#### [CHALLENGE]
Convert every line of the listing below into a numbered list, omitting any blank lines.

##### GIVEN RECORDS #####

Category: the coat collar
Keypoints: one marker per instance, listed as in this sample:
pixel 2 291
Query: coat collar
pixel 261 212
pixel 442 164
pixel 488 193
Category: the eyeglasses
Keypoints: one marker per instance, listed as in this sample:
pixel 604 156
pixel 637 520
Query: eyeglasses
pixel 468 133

#####

#### [THE REPLY]
1. Category: the coat collar
2. Keypoints: one marker per instance, listed as in this sample:
3. pixel 2 291
4. Query: coat collar
5. pixel 261 212
6. pixel 442 164
7. pixel 488 193
8. Category: the eyeglasses
9. Keypoints: one marker per instance, listed as in this sample:
10. pixel 604 156
11. pixel 637 520
12. Query: eyeglasses
13. pixel 468 133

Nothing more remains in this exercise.